**WHAT THE EXERCISE ASKS:**
Could you please reproduce the entries exactly, leaving out any pictures?
(Beginning of EXERCISE INPUTS)
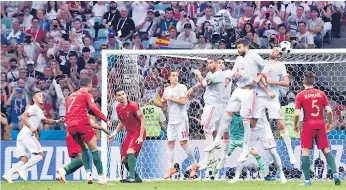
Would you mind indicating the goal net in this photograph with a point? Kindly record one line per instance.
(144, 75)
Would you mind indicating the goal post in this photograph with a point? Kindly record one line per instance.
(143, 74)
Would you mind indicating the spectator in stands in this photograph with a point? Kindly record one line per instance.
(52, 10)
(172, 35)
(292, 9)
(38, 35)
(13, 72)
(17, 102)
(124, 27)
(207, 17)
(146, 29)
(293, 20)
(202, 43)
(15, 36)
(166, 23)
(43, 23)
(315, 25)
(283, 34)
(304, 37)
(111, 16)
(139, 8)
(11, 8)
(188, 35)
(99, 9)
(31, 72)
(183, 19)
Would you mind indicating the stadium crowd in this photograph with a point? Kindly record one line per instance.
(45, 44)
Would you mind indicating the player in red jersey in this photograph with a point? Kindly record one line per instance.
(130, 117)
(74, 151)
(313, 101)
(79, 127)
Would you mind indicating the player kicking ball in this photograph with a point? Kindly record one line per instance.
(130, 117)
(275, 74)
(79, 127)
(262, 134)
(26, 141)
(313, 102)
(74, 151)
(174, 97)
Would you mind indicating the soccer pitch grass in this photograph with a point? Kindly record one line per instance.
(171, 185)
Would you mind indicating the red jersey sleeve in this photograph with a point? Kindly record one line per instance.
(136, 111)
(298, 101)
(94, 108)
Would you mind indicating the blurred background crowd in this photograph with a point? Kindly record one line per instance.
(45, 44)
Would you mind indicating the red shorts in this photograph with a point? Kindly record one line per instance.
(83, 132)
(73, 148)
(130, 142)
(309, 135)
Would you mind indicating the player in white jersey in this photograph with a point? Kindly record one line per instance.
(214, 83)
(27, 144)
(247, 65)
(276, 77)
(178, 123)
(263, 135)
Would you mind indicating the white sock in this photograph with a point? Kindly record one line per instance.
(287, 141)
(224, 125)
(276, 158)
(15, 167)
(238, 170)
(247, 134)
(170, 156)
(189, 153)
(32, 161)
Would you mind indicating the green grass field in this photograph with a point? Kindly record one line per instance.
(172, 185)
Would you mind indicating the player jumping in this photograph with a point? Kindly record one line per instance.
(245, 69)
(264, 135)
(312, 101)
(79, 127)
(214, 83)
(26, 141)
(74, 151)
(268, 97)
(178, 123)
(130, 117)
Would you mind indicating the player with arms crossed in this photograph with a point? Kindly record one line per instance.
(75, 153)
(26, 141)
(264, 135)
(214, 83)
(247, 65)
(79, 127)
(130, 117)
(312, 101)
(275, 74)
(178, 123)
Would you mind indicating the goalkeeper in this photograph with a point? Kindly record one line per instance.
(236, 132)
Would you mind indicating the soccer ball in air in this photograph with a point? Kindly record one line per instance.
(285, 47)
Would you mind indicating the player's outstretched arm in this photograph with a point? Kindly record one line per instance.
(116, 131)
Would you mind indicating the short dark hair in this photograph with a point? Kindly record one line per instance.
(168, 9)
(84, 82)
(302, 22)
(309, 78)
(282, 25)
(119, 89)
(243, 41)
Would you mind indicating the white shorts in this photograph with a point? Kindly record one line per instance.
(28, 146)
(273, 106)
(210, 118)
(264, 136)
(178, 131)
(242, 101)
(End of EXERCISE INPUTS)
**OUTPUT FOR THIS EXERCISE:**
Would you mind indicating the goal net in this photograph with a point? Kindly record one line per instance.
(144, 75)
Would you mind indicating the goal post in this photograph with a point? Kindly record one line per instance.
(143, 74)
Would you mind indicating the spectator in stands in this photograph with a point? Kindly record one line per instance.
(52, 10)
(172, 35)
(292, 9)
(38, 35)
(13, 72)
(17, 102)
(124, 27)
(207, 17)
(146, 29)
(293, 20)
(202, 43)
(15, 36)
(166, 23)
(43, 23)
(315, 25)
(283, 34)
(304, 37)
(111, 16)
(139, 8)
(11, 8)
(188, 35)
(99, 9)
(31, 72)
(183, 19)
Would you mind indicating the stadium crowd in this photograph with a point? Kindly record one line per instance.
(45, 44)
Would you mind indicating the player in red jersey in this photograph with a point? Kindly record one line per instance.
(130, 117)
(74, 151)
(313, 101)
(79, 127)
Would you mind indicating the player kicking ball in this photograph with a point? Kindly record one line per instance.
(130, 117)
(275, 74)
(79, 127)
(262, 134)
(26, 141)
(313, 102)
(74, 151)
(174, 97)
Would you mind indicating the soccer pitch grass in this photograph with a point? Kindly record one line per instance.
(171, 185)
Would you mind indicating the red jersey sleeve in this photograph with a point? Kindly record one line per instance.
(136, 111)
(298, 101)
(94, 108)
Would you mind indicating the blurred background crowd in this photograph with a point? Kindly record one line per instance.
(45, 44)
Would you mind indicating the red shorts in this photograph with a point? Kindly record one line per instance.
(83, 132)
(73, 148)
(130, 142)
(309, 135)
Would you mind indicating the player in white jersey in this photograph with a point? Kindly record one line per instance.
(214, 83)
(27, 144)
(247, 65)
(276, 77)
(178, 123)
(263, 135)
Would you mind indicating the white sock in this photograph with a point? Kindly record one line per instance.
(287, 141)
(224, 125)
(276, 158)
(15, 167)
(238, 170)
(247, 134)
(170, 156)
(189, 153)
(32, 161)
Would you mind indicating the green grass field in this photograph with a point? Kindly record one line per instance.
(172, 185)
Would you mind indicating the player jumping in this photograph with a point? Kindly record one line per instance.
(245, 69)
(264, 135)
(312, 101)
(79, 127)
(214, 83)
(26, 141)
(74, 151)
(268, 97)
(178, 123)
(130, 117)
Would you mind indicating the player with arms crossed in this photograph with a point? Kindly record one line per instance.
(75, 153)
(26, 141)
(264, 135)
(214, 83)
(247, 65)
(79, 127)
(130, 117)
(312, 101)
(275, 74)
(178, 123)
Would you mind indicating the goalkeeper in this photograph with a point? Kindly record one line per instance.
(236, 132)
Would you mind indicating the soccer ball in air in this photograph with a point? Kindly record one line per instance.
(285, 47)
Would you mind indicating the player's outstretched arm in this photograph with a point? Kindly record one line per instance.
(116, 131)
Would you mind indicating the short dark hair in this photograph with a point? Kindly record one line per instance.
(168, 9)
(84, 82)
(302, 22)
(309, 78)
(282, 25)
(119, 89)
(243, 41)
Would you mind indicating the white shorts in this photograph with a point? Kindly record one line per instance.
(28, 146)
(273, 106)
(210, 118)
(264, 136)
(178, 131)
(242, 101)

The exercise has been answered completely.